WORK TO BE COMPLETED:
Transcribe each record as written.

THE DATA:
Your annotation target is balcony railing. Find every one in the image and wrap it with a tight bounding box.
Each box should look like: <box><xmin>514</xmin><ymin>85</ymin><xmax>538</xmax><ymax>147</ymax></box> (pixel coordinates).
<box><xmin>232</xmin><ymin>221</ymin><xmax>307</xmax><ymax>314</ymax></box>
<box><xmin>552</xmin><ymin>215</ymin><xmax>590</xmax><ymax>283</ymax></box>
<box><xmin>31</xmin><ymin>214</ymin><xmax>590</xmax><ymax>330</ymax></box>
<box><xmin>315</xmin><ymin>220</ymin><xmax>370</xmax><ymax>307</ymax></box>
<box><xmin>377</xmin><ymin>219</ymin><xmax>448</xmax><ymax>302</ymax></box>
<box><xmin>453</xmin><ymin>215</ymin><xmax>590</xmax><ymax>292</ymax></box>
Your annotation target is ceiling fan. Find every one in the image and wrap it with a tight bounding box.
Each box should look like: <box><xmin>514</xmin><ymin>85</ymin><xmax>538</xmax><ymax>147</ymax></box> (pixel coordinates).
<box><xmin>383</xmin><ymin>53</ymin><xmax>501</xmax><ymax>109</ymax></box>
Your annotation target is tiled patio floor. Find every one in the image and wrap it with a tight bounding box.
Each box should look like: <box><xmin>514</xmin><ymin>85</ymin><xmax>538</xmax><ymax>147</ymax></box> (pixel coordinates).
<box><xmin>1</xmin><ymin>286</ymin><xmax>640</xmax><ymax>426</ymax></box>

ANSWER FOR THE TASK:
Your annotation target is balcony railing. Find every one in the image and wrap it with a tight bounding box.
Each box should look like: <box><xmin>514</xmin><ymin>85</ymin><xmax>538</xmax><ymax>147</ymax></box> (pixel coordinates).
<box><xmin>232</xmin><ymin>221</ymin><xmax>307</xmax><ymax>314</ymax></box>
<box><xmin>552</xmin><ymin>215</ymin><xmax>590</xmax><ymax>283</ymax></box>
<box><xmin>31</xmin><ymin>214</ymin><xmax>590</xmax><ymax>330</ymax></box>
<box><xmin>315</xmin><ymin>220</ymin><xmax>370</xmax><ymax>307</ymax></box>
<box><xmin>377</xmin><ymin>219</ymin><xmax>448</xmax><ymax>302</ymax></box>
<box><xmin>453</xmin><ymin>215</ymin><xmax>590</xmax><ymax>292</ymax></box>
Your annotation target is ceiling fan. Find every one in the image and wrap it with a tight bounding box.
Each box should look like: <box><xmin>514</xmin><ymin>85</ymin><xmax>538</xmax><ymax>147</ymax></box> (pixel coordinates).
<box><xmin>383</xmin><ymin>53</ymin><xmax>501</xmax><ymax>109</ymax></box>
Your annotation target is tiled patio floor. Find every one in the image and wrap it with a tight bounding box.
Each box should look like: <box><xmin>514</xmin><ymin>85</ymin><xmax>538</xmax><ymax>147</ymax></box> (pixel coordinates).
<box><xmin>1</xmin><ymin>286</ymin><xmax>640</xmax><ymax>426</ymax></box>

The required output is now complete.